The problem:
Collect every line of the records below that contains the string "spoke", and copy each such line in full.

(Object position labeling entries)
****
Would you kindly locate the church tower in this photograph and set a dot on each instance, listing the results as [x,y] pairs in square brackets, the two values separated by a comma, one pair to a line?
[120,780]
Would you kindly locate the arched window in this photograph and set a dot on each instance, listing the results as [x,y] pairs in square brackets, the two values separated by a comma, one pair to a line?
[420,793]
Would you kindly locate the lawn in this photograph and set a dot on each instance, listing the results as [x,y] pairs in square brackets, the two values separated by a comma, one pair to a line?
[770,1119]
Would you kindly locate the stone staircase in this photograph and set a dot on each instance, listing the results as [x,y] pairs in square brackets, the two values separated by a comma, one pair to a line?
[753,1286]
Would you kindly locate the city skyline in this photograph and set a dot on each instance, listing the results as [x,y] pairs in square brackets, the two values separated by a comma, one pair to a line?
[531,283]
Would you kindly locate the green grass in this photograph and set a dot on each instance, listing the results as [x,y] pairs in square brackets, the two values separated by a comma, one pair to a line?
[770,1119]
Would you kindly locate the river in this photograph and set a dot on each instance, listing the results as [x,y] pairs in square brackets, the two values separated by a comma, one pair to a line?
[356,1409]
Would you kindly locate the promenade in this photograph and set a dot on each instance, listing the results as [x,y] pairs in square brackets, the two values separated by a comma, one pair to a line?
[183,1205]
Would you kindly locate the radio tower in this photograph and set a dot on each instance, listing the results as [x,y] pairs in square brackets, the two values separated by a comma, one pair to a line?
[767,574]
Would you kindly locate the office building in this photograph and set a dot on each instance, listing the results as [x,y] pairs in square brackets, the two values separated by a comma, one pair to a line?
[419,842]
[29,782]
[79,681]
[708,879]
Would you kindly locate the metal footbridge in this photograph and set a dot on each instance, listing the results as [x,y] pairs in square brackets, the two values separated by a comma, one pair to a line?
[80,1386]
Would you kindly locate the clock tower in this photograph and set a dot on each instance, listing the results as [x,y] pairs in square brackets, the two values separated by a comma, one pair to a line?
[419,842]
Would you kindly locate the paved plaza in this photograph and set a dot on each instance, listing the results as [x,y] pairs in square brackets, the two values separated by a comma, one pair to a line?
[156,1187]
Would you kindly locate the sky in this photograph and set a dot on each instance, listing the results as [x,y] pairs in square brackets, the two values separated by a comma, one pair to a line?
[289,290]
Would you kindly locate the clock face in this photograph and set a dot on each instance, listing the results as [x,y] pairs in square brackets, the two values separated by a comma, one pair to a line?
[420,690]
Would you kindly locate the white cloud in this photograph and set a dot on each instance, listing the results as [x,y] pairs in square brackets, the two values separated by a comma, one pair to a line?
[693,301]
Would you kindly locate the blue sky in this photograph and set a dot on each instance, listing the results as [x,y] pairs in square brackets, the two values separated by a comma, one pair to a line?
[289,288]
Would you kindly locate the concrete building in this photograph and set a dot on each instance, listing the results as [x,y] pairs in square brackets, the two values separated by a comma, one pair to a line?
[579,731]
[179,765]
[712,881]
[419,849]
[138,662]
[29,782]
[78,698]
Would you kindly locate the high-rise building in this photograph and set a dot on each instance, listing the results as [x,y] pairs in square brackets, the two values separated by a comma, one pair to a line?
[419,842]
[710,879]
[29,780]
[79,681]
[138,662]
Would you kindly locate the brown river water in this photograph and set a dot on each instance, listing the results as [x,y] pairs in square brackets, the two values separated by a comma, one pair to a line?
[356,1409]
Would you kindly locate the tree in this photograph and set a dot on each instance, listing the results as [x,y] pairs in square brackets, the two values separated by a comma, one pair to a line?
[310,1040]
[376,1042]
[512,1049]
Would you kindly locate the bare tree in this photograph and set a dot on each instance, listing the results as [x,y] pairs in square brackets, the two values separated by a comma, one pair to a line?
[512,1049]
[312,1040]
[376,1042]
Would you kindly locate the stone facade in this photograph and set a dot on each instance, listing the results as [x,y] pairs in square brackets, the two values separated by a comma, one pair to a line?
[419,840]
****
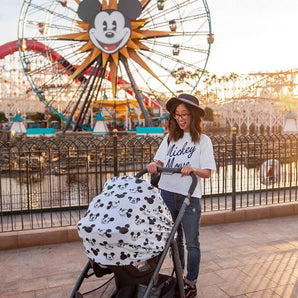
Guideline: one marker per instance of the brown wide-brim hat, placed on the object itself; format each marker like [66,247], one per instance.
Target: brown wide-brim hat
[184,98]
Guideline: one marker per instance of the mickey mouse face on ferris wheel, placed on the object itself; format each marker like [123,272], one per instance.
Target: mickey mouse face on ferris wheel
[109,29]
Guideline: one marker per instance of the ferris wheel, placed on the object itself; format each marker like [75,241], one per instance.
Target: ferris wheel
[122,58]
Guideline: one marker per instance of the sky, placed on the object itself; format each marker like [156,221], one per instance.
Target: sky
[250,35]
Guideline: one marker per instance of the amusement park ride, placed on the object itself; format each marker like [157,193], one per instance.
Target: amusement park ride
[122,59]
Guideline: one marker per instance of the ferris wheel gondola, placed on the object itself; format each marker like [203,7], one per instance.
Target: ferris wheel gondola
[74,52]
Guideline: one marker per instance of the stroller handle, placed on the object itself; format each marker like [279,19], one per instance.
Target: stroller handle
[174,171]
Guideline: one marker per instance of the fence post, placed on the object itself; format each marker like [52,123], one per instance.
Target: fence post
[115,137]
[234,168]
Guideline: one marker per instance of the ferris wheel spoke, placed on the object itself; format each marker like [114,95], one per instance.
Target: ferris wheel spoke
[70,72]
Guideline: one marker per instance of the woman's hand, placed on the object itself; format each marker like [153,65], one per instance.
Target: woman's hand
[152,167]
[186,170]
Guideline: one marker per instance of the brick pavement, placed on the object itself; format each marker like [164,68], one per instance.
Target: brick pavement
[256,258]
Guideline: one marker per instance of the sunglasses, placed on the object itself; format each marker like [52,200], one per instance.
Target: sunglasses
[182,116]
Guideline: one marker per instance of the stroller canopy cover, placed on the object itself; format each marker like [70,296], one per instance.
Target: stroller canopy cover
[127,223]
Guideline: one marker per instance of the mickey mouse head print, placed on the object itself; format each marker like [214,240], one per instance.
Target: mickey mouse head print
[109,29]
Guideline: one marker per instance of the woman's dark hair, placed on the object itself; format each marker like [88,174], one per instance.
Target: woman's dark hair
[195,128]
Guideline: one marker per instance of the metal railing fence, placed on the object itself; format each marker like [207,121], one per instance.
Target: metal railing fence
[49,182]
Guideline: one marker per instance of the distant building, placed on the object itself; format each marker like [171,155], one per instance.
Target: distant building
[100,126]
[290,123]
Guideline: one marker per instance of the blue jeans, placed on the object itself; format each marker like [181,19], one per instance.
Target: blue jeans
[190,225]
****
Answer in full:
Guideline: one marker per instance of the ferris wheel spoke, placed on the object itself; format each marker like [114,95], one per instance.
Target: ferris wheel spoke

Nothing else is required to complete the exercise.